TASK DETAILS |
What is needed is an exact transcription of every record, minus the pictures.

Dataset items
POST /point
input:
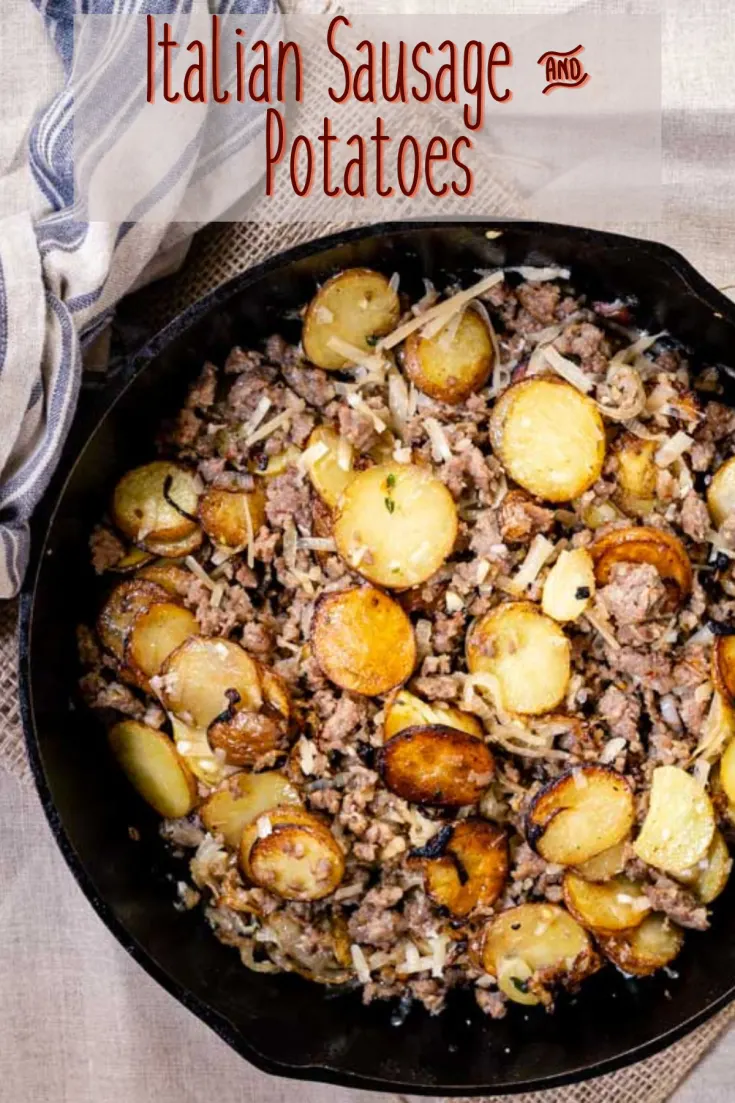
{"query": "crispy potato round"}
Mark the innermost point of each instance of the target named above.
(605, 865)
(536, 939)
(434, 764)
(196, 676)
(721, 492)
(123, 607)
(579, 814)
(246, 796)
(471, 871)
(454, 363)
(395, 524)
(332, 472)
(357, 306)
(680, 822)
(155, 633)
(525, 652)
(550, 438)
(570, 586)
(363, 641)
(406, 710)
(646, 949)
(614, 906)
(156, 502)
(293, 854)
(709, 878)
(224, 513)
(153, 768)
(643, 544)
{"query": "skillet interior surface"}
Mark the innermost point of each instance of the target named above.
(284, 1024)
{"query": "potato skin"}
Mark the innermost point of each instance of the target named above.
(363, 641)
(579, 814)
(435, 764)
(643, 544)
(472, 870)
(549, 437)
(450, 373)
(362, 306)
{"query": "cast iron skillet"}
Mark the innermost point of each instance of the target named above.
(283, 1024)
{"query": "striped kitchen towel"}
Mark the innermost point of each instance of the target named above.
(61, 272)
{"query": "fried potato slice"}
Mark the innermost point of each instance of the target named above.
(406, 710)
(605, 865)
(525, 652)
(363, 641)
(156, 502)
(224, 515)
(647, 948)
(395, 524)
(293, 854)
(357, 307)
(153, 768)
(680, 822)
(123, 606)
(643, 544)
(709, 878)
(613, 906)
(196, 677)
(454, 363)
(721, 492)
(579, 814)
(570, 586)
(533, 946)
(331, 472)
(245, 798)
(550, 438)
(723, 667)
(471, 871)
(434, 764)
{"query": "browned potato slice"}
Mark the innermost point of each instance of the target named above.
(246, 796)
(406, 710)
(648, 948)
(579, 814)
(471, 871)
(436, 766)
(331, 472)
(195, 679)
(293, 854)
(723, 666)
(614, 906)
(570, 586)
(124, 604)
(450, 366)
(642, 544)
(533, 946)
(721, 492)
(605, 865)
(152, 766)
(156, 502)
(224, 515)
(157, 632)
(550, 438)
(357, 306)
(395, 524)
(525, 652)
(680, 822)
(711, 875)
(363, 641)
(170, 576)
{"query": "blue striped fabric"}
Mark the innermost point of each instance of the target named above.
(61, 274)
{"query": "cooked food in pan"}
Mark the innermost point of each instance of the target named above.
(419, 635)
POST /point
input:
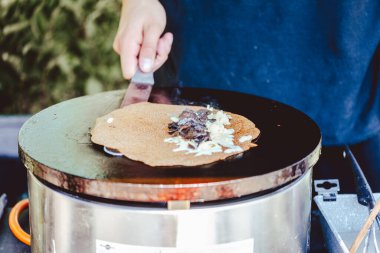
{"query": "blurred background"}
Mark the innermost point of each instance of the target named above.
(50, 51)
(54, 50)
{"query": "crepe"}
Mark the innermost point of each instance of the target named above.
(138, 132)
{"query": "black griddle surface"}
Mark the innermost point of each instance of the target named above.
(56, 142)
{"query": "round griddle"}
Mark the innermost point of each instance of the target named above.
(55, 146)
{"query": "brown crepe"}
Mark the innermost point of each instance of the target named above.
(138, 132)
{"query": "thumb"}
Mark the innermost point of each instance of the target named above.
(148, 49)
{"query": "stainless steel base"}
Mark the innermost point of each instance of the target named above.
(276, 222)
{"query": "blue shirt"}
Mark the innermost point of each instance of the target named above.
(321, 57)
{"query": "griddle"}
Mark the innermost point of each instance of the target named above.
(55, 146)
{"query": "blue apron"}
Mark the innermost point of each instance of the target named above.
(321, 57)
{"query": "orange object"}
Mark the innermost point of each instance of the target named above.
(14, 225)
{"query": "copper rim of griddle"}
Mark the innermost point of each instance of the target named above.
(198, 192)
(57, 122)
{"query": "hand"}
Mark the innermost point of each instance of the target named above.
(138, 40)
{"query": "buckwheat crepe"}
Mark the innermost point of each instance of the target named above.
(138, 132)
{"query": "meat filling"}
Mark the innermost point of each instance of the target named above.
(191, 125)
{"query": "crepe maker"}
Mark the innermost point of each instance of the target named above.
(83, 200)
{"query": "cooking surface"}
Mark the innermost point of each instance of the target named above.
(55, 144)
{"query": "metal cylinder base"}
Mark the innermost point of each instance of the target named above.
(275, 222)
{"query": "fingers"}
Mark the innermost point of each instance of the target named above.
(149, 48)
(150, 56)
(163, 49)
(129, 50)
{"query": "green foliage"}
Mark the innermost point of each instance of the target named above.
(53, 50)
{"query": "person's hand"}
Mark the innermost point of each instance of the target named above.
(138, 40)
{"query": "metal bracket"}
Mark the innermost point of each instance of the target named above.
(327, 188)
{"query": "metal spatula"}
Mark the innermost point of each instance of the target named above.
(138, 90)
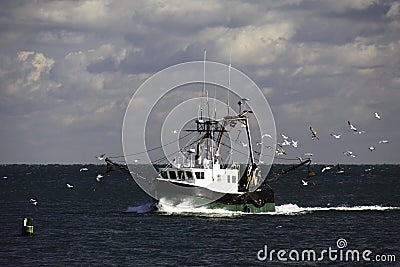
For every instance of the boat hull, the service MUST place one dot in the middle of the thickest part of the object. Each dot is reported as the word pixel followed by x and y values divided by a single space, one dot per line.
pixel 262 200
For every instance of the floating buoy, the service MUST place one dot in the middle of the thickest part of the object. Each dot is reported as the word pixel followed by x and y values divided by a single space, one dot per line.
pixel 27 227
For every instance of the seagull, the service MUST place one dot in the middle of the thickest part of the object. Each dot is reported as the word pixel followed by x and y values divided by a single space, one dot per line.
pixel 295 144
pixel 101 157
pixel 313 133
pixel 327 168
pixel 266 135
pixel 284 136
pixel 336 136
pixel 352 126
pixel 99 176
pixel 340 169
pixel 349 154
pixel 280 151
pixel 286 143
pixel 33 201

TASK OUTPUT |
POST /point
input:
{"query": "crispy potato round"}
Mark the innermost point of each instance of the target named above.
(605, 865)
(536, 939)
(434, 764)
(196, 676)
(721, 492)
(123, 607)
(579, 814)
(246, 796)
(471, 871)
(454, 363)
(395, 524)
(332, 472)
(357, 306)
(680, 822)
(155, 633)
(525, 652)
(550, 438)
(570, 586)
(363, 641)
(406, 710)
(646, 949)
(614, 906)
(156, 502)
(293, 854)
(709, 878)
(224, 513)
(153, 768)
(643, 544)
{"query": "skillet interior surface"}
Mark the innermost point of each instance of the target named above.
(284, 1024)
{"query": "potato skin"}
Mark the innermost point of each instance of the target named above.
(363, 641)
(579, 814)
(435, 764)
(643, 544)
(472, 870)
(549, 437)
(450, 373)
(362, 306)
{"query": "cast iron skillet"}
Mark the innermost point of each instance of the target named above.
(283, 1024)
{"query": "striped kitchen towel"}
Mark the innermost point of each instance of the target named above.
(61, 272)
{"query": "fried potato slice"}
Mark the innermost point of each instance of the target named above.
(406, 710)
(605, 865)
(525, 652)
(363, 641)
(156, 502)
(224, 515)
(647, 948)
(395, 524)
(293, 854)
(357, 307)
(153, 768)
(680, 822)
(123, 606)
(643, 544)
(709, 878)
(613, 906)
(196, 677)
(454, 363)
(721, 492)
(579, 814)
(570, 586)
(533, 946)
(331, 472)
(245, 798)
(550, 438)
(723, 667)
(471, 871)
(434, 764)
{"query": "browned potato slice"}
Mark the innermost point of each instance of the target named above.
(246, 796)
(406, 710)
(648, 948)
(579, 814)
(471, 871)
(436, 766)
(331, 472)
(195, 679)
(293, 854)
(723, 666)
(614, 906)
(570, 586)
(124, 604)
(450, 366)
(642, 544)
(533, 946)
(721, 492)
(605, 865)
(152, 766)
(156, 502)
(224, 515)
(157, 632)
(550, 438)
(357, 306)
(395, 524)
(525, 652)
(680, 822)
(711, 875)
(363, 641)
(170, 576)
{"query": "blue striped fabric"}
Mark the innermost point of each instance of the target named above.
(61, 274)
{"query": "cooked food in pan"}
Mark the innermost point of each instance of the target named above.
(419, 635)
POST /point
input:
{"query": "blurred background"}
Mark the innermost point of each instance of the target named above.
(50, 51)
(54, 50)
{"query": "crepe"}
Mark the innermost point of each instance of the target named above.
(138, 132)
{"query": "black griddle surface"}
Mark the innermost point of each instance of the target named above.
(56, 142)
{"query": "round griddle"}
Mark the innermost point of each instance of the target named above.
(55, 146)
{"query": "brown crepe"}
Mark the innermost point of each instance of the target named above.
(138, 132)
{"query": "thumb"}
Mark the innermost point of each instance of the target named above.
(148, 49)
{"query": "stainless steel base"}
Mark the innermost point of each instance of the target named above.
(276, 222)
{"query": "blue shirt"}
Mark the innermost point of each instance of the target named above.
(321, 57)
{"query": "griddle"}
Mark the innermost point of each instance of the target named above.
(55, 146)
{"query": "blue apron"}
Mark the innermost point of each instance of the target named above.
(321, 57)
{"query": "orange object"}
Mark the innermost point of each instance of the target named above.
(14, 225)
{"query": "copper rim of griddle"}
Mark the innermost point of each instance of the target named above.
(198, 192)
(57, 122)
{"query": "hand"}
Mark the innermost point of each instance of the target named above.
(138, 40)
{"query": "buckwheat crepe"}
Mark the innermost point of each instance of the target named above.
(138, 132)
{"query": "meat filling"}
Mark the innermost point of each instance of the target named above.
(191, 125)
{"query": "crepe maker"}
Mark the innermost point of each instance of the target named above.
(83, 200)
{"query": "cooking surface"}
Mark the innermost point of each instance of the target named above.
(55, 144)
{"query": "metal cylinder base"}
Mark the innermost point of each instance of the target named above.
(275, 222)
{"query": "fingers"}
Mark the innermost point of each instance of the target named above.
(149, 48)
(150, 56)
(163, 49)
(129, 50)
{"query": "green foliage"}
Mark the innermost point of each instance of the target named above.
(53, 50)
{"query": "person's hand"}
Mark the innermost point of each instance of the target named above.
(138, 40)
{"query": "metal bracket"}
Mark the innermost point of each instance of the target named above.
(327, 188)
{"query": "metal spatula"}
Mark the innermost point of each instance of the target named above.
(138, 90)
For every instance of the boat hull, the service MUST place one dot in the middle of the thickest part of the object. Each dot is reported as the word pixel followed by x and y values divided by a single space, one dot per line.
pixel 262 200
For every instance of the floating buoy, the service MUST place one dot in the middle of the thickest part of the object. Each dot is reported as the word pixel followed by x and y values divided by a single space, one dot per line.
pixel 27 227
For every instance of the seagull, the service MUST place one dot in the middle of the thickest part of the object. Each dot is reported as the word pixel followed by x and y values divided by a single space, one dot per line.
pixel 295 144
pixel 101 157
pixel 313 133
pixel 327 168
pixel 266 135
pixel 284 136
pixel 336 136
pixel 352 126
pixel 99 176
pixel 340 169
pixel 349 154
pixel 280 151
pixel 286 143
pixel 33 201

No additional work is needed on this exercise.